**Work instruction**:
Pictures stay out; everything else in the records below is to be repeated exactly.

**Data to use**:
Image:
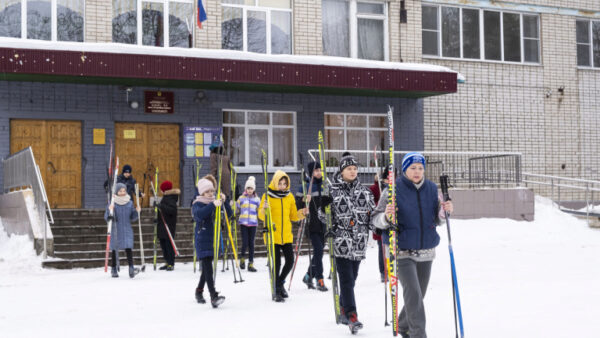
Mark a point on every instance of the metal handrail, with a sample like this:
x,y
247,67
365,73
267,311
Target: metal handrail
x,y
21,171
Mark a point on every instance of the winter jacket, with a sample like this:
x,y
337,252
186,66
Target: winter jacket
x,y
351,207
130,183
248,206
121,232
167,209
283,211
318,202
204,231
225,172
417,215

**Output for this exercise**:
Image:
Mark a point on every instance of the metal handrail, with a sample like this:
x,y
247,67
365,73
267,311
Target: metal handrail
x,y
21,171
Mark a point on every instance of the winter jacket, with a sample like this:
x,y
337,252
186,66
Target: winter jacket
x,y
351,207
130,183
248,206
121,232
167,209
283,211
318,202
204,231
225,172
417,215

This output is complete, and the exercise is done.